=== Exercise directions ===
Rewrite the entries from the line containing "Subject = concrete wall" through the line containing "xmin=441 ymin=543 xmax=594 ymax=580", changing "Detection" to "Boxes found" and leaving everything else as it is.
#### Supplied data
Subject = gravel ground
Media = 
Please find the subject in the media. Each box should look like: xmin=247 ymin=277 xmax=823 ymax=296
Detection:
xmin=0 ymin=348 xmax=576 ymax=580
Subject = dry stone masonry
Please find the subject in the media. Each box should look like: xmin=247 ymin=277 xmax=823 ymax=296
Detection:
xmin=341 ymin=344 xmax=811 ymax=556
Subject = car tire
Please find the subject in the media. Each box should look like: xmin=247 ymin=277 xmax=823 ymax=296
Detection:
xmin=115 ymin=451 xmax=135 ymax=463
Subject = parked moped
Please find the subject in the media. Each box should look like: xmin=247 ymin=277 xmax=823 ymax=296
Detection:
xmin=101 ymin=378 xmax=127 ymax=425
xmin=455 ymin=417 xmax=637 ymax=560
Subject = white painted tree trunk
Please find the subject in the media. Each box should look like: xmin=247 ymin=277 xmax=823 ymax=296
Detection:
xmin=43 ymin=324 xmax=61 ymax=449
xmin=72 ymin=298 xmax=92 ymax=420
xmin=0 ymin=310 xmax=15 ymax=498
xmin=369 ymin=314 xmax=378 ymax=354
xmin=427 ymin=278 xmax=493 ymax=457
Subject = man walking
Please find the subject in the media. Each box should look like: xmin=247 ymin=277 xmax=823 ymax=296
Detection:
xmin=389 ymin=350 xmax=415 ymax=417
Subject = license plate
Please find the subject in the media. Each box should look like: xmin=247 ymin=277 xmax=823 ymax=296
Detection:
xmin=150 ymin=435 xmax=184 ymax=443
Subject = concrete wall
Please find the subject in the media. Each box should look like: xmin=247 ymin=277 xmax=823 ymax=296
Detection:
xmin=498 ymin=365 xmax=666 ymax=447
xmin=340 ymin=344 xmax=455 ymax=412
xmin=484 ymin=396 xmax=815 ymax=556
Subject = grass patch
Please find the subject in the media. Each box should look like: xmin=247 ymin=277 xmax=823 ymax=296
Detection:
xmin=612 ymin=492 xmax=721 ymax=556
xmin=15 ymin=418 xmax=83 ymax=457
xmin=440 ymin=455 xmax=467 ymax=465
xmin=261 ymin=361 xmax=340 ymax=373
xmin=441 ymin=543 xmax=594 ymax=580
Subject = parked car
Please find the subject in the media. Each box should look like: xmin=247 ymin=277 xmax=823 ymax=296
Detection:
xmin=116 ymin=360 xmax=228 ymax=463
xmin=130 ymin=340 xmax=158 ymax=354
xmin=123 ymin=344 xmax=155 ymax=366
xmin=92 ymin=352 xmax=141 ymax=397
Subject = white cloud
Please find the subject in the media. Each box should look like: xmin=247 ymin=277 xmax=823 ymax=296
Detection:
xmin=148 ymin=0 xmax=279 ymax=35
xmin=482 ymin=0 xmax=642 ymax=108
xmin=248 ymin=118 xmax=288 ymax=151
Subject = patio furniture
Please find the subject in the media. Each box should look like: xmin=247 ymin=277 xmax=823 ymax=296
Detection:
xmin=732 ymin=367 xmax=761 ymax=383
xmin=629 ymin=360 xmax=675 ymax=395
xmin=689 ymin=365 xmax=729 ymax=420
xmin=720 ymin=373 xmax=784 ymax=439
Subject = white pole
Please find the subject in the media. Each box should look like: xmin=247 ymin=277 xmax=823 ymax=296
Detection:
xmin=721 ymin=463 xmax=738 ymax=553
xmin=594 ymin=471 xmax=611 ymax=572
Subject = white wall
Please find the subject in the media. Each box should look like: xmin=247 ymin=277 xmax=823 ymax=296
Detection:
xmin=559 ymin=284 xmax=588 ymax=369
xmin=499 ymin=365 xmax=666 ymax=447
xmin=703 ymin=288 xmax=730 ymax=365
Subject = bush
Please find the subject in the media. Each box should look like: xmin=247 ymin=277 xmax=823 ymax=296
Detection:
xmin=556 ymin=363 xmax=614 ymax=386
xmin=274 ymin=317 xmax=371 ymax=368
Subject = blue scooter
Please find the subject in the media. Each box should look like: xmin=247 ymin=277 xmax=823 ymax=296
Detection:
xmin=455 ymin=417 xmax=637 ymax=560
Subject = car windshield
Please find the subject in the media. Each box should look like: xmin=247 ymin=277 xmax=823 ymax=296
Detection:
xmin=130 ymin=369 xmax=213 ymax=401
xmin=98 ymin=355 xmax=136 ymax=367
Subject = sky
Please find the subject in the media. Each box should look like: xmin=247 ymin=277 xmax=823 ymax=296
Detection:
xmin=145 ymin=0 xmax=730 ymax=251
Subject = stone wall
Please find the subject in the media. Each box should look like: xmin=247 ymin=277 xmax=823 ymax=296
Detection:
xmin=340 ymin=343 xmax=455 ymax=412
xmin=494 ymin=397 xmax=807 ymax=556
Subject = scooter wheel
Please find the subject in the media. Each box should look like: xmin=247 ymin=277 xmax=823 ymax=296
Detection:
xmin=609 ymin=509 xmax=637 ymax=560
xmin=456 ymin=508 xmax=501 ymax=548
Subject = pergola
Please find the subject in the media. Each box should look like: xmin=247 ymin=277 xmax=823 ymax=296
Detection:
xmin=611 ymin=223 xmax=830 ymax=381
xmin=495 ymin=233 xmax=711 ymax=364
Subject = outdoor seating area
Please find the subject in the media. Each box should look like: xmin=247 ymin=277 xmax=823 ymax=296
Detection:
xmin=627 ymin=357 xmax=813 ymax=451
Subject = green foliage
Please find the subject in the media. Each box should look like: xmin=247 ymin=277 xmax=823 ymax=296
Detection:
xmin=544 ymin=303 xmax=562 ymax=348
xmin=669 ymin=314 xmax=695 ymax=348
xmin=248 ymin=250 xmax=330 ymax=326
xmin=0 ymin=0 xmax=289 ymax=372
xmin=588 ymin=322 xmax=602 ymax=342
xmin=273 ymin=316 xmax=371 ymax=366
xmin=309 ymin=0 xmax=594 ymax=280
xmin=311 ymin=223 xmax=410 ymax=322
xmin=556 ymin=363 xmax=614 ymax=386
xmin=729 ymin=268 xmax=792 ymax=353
########
#### Supplied data
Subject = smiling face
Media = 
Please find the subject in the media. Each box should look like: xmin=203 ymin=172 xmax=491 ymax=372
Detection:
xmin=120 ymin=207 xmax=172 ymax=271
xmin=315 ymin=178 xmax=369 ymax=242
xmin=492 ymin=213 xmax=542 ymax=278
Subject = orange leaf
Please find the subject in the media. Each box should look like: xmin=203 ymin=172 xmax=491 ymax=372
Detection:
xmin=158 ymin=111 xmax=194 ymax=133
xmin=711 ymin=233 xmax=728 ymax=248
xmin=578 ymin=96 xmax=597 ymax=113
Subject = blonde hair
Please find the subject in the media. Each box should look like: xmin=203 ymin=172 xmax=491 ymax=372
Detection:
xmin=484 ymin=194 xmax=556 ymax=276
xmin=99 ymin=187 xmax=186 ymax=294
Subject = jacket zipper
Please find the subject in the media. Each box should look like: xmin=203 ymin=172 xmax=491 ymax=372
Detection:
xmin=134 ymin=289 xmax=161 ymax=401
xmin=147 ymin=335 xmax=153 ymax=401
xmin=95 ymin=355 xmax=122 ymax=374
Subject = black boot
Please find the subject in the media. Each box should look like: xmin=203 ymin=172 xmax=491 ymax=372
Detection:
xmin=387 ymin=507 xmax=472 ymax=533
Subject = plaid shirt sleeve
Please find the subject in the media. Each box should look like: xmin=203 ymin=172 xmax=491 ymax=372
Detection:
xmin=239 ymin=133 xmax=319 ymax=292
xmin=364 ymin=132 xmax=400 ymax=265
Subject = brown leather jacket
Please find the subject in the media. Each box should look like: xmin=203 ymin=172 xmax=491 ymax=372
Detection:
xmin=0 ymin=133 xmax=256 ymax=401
########
=== Response below ===
Subject = concrete wall
Please find the subject in the media. Each box should look like: xmin=247 ymin=277 xmax=823 ymax=296
Boxes found:
xmin=498 ymin=365 xmax=666 ymax=447
xmin=340 ymin=344 xmax=455 ymax=412
xmin=484 ymin=396 xmax=815 ymax=556
Subject = grass patch
Please find the subject in the media. Each box should look like: xmin=247 ymin=277 xmax=823 ymax=296
Boxes found:
xmin=612 ymin=492 xmax=721 ymax=556
xmin=15 ymin=418 xmax=83 ymax=457
xmin=440 ymin=455 xmax=467 ymax=465
xmin=261 ymin=361 xmax=340 ymax=373
xmin=441 ymin=543 xmax=594 ymax=580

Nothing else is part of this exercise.